# Written task:
Please copy exactly the lines that begin with the one containing "the wooden curb" and end with the last line of the entries.

# Information shown:
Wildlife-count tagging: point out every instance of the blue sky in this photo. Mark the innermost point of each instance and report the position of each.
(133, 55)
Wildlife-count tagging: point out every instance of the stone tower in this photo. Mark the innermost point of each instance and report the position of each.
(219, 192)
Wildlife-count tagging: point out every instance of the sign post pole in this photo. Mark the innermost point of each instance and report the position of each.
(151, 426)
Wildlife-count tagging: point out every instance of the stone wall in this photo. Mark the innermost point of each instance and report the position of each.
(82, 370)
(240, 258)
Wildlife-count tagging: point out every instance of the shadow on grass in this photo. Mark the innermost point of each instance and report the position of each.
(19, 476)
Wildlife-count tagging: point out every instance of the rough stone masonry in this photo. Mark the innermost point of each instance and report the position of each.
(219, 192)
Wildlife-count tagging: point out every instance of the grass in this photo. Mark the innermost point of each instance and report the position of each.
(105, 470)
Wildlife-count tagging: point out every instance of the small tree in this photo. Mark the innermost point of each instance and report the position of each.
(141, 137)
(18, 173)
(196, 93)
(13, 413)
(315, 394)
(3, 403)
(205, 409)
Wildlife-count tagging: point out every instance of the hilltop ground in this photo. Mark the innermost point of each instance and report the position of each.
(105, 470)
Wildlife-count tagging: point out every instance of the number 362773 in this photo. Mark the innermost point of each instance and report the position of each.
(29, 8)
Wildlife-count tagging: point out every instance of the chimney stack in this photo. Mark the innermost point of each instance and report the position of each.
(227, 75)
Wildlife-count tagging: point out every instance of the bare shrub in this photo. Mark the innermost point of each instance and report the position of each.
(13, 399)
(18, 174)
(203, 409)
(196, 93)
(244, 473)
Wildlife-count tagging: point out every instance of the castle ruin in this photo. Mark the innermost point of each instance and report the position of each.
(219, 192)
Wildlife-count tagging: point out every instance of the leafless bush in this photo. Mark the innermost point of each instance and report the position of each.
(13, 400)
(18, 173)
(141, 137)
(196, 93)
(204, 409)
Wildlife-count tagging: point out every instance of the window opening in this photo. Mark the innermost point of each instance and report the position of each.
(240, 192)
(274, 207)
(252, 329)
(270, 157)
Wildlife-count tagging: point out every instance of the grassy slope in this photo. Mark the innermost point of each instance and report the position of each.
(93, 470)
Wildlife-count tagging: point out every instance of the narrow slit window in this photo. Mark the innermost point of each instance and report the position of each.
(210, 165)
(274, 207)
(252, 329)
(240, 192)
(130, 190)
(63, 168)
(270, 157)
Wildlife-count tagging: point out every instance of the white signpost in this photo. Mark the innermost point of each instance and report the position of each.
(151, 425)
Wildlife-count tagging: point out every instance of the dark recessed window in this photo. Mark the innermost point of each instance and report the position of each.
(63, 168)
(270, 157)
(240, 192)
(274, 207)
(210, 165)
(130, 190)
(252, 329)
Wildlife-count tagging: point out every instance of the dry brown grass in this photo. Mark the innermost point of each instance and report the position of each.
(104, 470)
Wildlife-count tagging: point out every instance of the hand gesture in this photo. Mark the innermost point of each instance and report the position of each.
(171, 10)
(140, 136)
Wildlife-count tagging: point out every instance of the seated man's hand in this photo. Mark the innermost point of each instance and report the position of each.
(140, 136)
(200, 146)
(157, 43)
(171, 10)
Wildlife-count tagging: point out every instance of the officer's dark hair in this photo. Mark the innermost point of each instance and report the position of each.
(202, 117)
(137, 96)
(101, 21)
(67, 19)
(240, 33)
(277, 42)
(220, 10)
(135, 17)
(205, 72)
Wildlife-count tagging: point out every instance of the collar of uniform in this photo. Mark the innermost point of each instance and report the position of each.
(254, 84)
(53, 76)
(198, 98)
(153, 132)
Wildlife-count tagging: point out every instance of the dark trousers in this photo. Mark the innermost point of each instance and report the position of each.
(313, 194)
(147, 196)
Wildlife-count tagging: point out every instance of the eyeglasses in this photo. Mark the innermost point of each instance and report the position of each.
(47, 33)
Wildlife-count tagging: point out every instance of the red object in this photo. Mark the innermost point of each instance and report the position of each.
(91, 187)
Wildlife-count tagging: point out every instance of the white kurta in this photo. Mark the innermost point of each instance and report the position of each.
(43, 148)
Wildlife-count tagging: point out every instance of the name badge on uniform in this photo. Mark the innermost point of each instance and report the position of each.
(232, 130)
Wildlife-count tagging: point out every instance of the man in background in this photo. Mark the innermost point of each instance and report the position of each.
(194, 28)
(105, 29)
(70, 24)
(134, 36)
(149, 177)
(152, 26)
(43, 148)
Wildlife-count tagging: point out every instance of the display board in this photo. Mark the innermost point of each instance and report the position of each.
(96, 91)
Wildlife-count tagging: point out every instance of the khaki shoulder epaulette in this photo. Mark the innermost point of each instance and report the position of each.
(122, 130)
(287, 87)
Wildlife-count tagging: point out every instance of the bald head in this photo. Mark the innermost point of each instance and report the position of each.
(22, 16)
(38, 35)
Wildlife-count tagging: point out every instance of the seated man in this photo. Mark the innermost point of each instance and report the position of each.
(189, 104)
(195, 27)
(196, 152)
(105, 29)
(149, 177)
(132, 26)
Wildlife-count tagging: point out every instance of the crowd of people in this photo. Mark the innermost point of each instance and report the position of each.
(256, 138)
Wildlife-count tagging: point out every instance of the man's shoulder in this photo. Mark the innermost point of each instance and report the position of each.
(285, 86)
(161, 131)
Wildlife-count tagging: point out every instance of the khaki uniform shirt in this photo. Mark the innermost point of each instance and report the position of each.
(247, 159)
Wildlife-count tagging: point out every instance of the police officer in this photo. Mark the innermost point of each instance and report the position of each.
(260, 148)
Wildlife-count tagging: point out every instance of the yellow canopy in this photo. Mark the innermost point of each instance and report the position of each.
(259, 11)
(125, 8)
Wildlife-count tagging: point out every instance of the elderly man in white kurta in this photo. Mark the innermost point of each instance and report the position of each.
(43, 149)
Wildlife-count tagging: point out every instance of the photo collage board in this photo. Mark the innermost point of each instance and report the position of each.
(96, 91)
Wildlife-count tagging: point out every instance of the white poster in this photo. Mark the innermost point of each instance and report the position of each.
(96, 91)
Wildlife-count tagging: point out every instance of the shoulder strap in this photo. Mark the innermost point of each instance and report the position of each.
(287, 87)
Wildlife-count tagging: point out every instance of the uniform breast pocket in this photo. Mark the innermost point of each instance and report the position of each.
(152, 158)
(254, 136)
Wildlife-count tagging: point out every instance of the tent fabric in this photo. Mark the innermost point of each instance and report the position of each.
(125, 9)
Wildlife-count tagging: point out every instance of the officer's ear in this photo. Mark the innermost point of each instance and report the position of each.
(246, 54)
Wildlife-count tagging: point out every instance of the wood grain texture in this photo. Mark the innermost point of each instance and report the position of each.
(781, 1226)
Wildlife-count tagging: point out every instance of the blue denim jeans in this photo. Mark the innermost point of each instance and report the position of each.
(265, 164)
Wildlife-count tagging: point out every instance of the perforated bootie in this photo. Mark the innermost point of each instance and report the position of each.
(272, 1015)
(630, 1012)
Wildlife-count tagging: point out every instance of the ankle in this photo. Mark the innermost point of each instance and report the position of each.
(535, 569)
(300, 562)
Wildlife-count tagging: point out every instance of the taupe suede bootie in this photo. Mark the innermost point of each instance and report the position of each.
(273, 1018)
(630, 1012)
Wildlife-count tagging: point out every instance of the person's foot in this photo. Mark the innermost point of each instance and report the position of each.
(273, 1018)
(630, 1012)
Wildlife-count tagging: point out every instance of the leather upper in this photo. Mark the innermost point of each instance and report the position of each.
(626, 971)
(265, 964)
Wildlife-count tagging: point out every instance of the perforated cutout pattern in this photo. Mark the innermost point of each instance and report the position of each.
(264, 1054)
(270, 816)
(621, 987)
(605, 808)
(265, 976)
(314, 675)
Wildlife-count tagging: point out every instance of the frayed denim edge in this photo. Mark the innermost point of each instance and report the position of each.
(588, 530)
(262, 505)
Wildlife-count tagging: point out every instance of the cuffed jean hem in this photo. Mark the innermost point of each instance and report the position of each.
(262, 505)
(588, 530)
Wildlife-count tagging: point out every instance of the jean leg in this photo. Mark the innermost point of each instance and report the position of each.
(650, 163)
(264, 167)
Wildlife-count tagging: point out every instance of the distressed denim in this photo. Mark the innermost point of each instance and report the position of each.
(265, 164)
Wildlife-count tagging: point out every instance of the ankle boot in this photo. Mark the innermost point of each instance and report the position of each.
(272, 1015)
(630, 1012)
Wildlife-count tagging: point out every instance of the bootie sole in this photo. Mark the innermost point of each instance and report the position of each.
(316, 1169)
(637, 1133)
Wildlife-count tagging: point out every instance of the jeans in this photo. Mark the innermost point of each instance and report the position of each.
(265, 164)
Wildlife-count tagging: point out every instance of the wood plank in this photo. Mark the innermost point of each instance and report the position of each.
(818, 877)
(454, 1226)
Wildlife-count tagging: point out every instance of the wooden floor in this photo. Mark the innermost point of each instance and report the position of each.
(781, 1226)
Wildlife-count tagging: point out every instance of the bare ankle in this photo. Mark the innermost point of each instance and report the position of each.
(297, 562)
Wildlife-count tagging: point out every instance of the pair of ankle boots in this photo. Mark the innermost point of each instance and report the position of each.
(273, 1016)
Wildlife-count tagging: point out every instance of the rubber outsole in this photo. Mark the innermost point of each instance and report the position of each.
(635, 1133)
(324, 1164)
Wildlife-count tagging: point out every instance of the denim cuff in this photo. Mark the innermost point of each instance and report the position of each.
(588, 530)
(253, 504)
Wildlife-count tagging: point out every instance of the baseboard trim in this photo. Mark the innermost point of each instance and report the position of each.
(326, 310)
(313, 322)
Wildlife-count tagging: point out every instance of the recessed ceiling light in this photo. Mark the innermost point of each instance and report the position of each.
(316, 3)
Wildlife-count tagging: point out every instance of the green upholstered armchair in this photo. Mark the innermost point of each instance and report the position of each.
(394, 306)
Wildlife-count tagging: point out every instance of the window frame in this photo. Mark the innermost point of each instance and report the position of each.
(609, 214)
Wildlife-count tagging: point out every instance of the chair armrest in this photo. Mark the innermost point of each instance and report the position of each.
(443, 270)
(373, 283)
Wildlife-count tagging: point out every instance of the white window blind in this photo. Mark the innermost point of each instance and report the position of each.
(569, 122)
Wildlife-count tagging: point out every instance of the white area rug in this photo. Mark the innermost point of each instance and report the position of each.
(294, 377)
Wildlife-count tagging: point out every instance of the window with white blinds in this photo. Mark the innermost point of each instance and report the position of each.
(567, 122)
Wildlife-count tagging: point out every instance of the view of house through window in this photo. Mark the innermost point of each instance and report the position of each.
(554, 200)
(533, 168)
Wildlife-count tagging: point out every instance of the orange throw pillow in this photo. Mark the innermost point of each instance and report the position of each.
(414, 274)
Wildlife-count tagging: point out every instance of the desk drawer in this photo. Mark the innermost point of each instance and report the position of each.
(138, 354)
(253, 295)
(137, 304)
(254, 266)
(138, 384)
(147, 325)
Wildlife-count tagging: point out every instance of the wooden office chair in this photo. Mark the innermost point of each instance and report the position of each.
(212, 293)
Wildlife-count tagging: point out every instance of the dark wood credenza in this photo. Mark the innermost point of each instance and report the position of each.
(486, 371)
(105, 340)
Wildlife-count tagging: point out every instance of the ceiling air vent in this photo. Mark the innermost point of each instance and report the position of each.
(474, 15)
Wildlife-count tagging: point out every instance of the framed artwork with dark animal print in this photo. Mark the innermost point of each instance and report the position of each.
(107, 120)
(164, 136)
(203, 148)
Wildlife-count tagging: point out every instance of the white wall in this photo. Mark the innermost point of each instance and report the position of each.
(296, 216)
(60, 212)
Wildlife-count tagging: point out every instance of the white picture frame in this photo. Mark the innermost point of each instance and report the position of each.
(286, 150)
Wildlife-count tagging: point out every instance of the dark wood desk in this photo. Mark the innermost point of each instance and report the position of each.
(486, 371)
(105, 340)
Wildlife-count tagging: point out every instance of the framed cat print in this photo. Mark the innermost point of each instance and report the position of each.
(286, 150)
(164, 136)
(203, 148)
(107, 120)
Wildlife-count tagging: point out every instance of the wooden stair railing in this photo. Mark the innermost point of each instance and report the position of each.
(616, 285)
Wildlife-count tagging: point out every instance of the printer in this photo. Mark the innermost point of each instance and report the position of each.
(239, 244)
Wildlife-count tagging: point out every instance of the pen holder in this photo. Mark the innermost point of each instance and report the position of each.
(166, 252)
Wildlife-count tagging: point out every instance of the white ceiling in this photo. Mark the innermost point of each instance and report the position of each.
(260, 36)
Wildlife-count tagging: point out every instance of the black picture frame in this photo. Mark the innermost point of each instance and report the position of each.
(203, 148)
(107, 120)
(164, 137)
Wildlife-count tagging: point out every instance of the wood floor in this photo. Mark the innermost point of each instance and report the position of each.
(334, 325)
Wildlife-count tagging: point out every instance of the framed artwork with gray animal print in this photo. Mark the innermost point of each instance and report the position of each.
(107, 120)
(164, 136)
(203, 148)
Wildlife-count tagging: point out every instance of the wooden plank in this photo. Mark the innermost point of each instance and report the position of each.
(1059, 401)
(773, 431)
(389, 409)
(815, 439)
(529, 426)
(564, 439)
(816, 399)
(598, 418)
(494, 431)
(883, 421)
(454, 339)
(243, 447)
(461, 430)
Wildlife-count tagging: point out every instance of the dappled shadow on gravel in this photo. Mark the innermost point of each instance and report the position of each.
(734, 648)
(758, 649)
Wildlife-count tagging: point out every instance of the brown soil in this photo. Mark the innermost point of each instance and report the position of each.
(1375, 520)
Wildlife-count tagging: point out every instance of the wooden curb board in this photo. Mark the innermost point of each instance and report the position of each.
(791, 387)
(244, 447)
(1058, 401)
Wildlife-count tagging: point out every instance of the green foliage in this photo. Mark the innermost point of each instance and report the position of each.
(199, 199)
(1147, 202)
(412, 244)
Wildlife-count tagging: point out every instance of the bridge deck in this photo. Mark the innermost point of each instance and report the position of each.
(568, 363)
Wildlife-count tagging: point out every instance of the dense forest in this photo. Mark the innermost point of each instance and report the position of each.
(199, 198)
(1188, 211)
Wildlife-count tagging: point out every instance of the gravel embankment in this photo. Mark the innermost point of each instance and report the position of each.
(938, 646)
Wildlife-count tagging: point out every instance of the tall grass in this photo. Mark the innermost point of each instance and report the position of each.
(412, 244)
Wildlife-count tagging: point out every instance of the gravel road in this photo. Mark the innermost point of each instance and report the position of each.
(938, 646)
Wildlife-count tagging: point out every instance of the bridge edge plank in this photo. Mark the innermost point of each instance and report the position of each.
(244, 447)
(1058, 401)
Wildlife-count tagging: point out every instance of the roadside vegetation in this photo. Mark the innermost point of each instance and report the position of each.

# Exercise answer:
Wildlife-count tagging: point out every instance of the wooden curb board in this photo. Mark the innermost point of each instance and report the position of each.
(791, 387)
(244, 447)
(1058, 401)
Wildlife-count tagging: point out every instance of the green foliage in this photo. Mark the innermost point of each instance and report the position of each.
(199, 199)
(1147, 202)
(412, 244)
Wildlife-count tagging: point out every instance of the bridge deck in this photo. Mark the innermost point of each instance and report the position of each.
(568, 363)
Wildlife-count tagging: point out every instance of the dense forest in this photo. Mark the innermost point of each instance and report the position of each.
(199, 198)
(1188, 211)
Wildlife-count tagging: point out every instance of the gravel embankment in this photo. Mark the innermost point of each instance and report the position of each.
(938, 646)
Wildlife-count tagging: point out every instance of the tall grass in this photo. Mark the innermost point of each instance and report the position of each.
(412, 244)
Wildlife-count tagging: point out every instance of the gravel road in this photo. Mark the innermost point of each instance and report the position of each.
(938, 646)
Wildlife-count tagging: point out every instance of the bridge edge plank in this photo. Mark the innermost point of each instance and report the position of each.
(244, 447)
(1058, 401)
Wildlife-count tagging: point out every instance of the roadside vegetation in this photo. Mark the innermost point of each instance and report the position of each.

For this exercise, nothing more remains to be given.